EXERCISE PROMPT:
Copy each of the items below line for line, without changing a single character.

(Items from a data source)

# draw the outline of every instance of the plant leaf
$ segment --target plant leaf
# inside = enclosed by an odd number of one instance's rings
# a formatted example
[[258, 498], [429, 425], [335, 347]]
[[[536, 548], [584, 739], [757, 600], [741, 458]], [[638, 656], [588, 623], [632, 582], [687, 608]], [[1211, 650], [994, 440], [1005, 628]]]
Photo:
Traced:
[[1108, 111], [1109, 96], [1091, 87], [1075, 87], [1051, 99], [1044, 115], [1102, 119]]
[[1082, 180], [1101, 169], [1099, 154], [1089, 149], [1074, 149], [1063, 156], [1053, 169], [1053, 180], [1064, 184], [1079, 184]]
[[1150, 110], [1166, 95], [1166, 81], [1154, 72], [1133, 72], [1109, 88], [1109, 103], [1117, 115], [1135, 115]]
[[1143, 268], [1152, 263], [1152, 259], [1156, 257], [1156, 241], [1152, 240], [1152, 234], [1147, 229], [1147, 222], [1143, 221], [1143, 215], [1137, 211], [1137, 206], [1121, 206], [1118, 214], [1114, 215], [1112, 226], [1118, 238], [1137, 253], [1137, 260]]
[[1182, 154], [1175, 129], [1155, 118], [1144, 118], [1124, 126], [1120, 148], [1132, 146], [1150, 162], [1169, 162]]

TASK RESPONSE:
# draw the outline of every instance of the plant leaf
$ segment --target plant leaf
# inside = enclosed by an odd number of one instance's rings
# a formatted example
[[258, 498], [429, 425], [335, 347]]
[[[536, 548], [584, 739], [757, 600], [741, 458]], [[638, 656], [588, 623], [632, 582], [687, 608]], [[1211, 650], [994, 440], [1005, 628]]]
Photo:
Traced:
[[1108, 111], [1109, 96], [1091, 87], [1075, 87], [1051, 99], [1044, 115], [1102, 119]]
[[1082, 180], [1101, 169], [1099, 154], [1089, 149], [1074, 149], [1063, 156], [1053, 169], [1053, 180], [1064, 184], [1079, 184]]
[[1150, 110], [1166, 95], [1166, 81], [1154, 72], [1133, 72], [1109, 88], [1109, 103], [1117, 115], [1135, 115]]
[[1143, 268], [1152, 263], [1152, 259], [1156, 257], [1156, 241], [1152, 240], [1152, 234], [1147, 229], [1147, 222], [1143, 221], [1143, 215], [1137, 211], [1137, 206], [1121, 206], [1118, 214], [1114, 215], [1112, 226], [1118, 238], [1137, 253], [1137, 260]]
[[1182, 154], [1175, 129], [1155, 118], [1144, 118], [1124, 126], [1120, 148], [1132, 146], [1150, 162], [1169, 162]]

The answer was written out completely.